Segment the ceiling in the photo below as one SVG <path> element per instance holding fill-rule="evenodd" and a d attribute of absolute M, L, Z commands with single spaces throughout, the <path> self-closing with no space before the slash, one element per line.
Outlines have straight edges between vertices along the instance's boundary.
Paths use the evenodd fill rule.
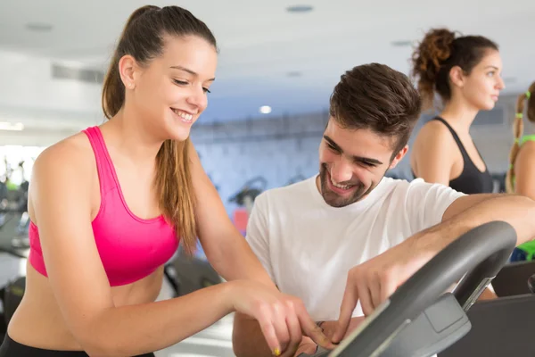
<path fill-rule="evenodd" d="M 360 4 L 359 4 L 360 3 Z M 514 4 L 513 4 L 514 3 Z M 535 79 L 535 2 L 517 0 L 153 1 L 203 20 L 220 49 L 202 122 L 325 110 L 340 75 L 378 62 L 408 72 L 411 43 L 431 27 L 498 43 L 506 92 Z M 0 4 L 0 121 L 79 129 L 102 121 L 100 84 L 54 79 L 51 65 L 104 71 L 136 0 L 4 0 Z M 311 5 L 305 13 L 286 11 Z M 49 27 L 36 31 L 33 27 Z M 392 46 L 401 41 L 409 46 Z M 272 112 L 261 114 L 259 108 Z"/>

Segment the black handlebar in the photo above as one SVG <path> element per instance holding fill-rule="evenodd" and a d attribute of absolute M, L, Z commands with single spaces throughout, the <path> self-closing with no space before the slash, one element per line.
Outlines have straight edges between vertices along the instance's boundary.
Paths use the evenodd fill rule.
<path fill-rule="evenodd" d="M 343 347 L 350 344 L 352 357 L 375 355 L 403 326 L 465 275 L 454 294 L 459 304 L 469 309 L 506 263 L 515 245 L 514 228 L 502 221 L 486 223 L 464 234 L 399 286 L 332 355 L 349 356 Z"/>

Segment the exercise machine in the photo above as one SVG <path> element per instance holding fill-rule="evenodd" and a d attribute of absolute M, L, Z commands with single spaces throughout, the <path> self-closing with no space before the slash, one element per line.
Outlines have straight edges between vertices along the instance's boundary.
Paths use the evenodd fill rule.
<path fill-rule="evenodd" d="M 318 349 L 313 356 L 429 357 L 462 341 L 472 328 L 466 311 L 507 262 L 515 243 L 515 230 L 506 222 L 470 230 L 409 278 L 334 350 Z"/>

•••

▸ TO DO:
Copy out all three entries above word for word, leaving out the picture.

▸ TASK SOLUTION:
Segment the ceiling in the photo below as one SVG <path> element per instance holding fill-rule="evenodd" and a d attribute of absolute M, L, Z commands with single spaces throughout, the <path> self-closing with no space before the slash, one element per line.
Outlines have straight edges between vertices along the instance's boundary.
Paths use the evenodd fill rule.
<path fill-rule="evenodd" d="M 360 4 L 359 4 L 360 3 Z M 514 4 L 513 4 L 514 3 Z M 535 79 L 535 2 L 517 0 L 153 1 L 203 20 L 220 49 L 202 122 L 325 110 L 340 75 L 378 62 L 408 72 L 411 43 L 431 27 L 498 43 L 506 92 Z M 0 4 L 0 121 L 79 129 L 102 121 L 100 84 L 54 79 L 51 65 L 104 71 L 136 0 L 4 0 Z M 311 5 L 305 13 L 286 11 Z M 49 27 L 36 31 L 33 27 Z M 392 46 L 401 41 L 409 46 Z M 272 112 L 261 114 L 259 108 Z"/>

Segment the black handlebar in the photo above as one SVG <path> element per instance holding fill-rule="evenodd" and a d attribute of absolute M, L, Z commands with single spaces throughout, the <path> self-closing with no space before the slash, one element per line.
Outlines have straight edges between vertices along the instance's boundary.
Paths use the evenodd fill rule.
<path fill-rule="evenodd" d="M 343 347 L 350 344 L 352 357 L 375 355 L 403 326 L 465 275 L 454 294 L 459 304 L 469 309 L 506 263 L 515 245 L 514 228 L 502 221 L 486 223 L 464 234 L 399 286 L 332 355 L 349 356 Z"/>

Segment the exercise machine in the photo above as one SVG <path> element per instance holding fill-rule="evenodd" and a d attribute of absolute M, L, Z commands with single spaces throughout, the <path> self-closing with no space before the slash, one element per line.
Outlines have straight edges between vertices along the instance's boundary.
Paths use the evenodd fill rule.
<path fill-rule="evenodd" d="M 318 349 L 313 356 L 429 357 L 462 341 L 472 328 L 466 311 L 507 262 L 515 243 L 515 230 L 506 222 L 470 230 L 409 278 L 334 350 Z"/>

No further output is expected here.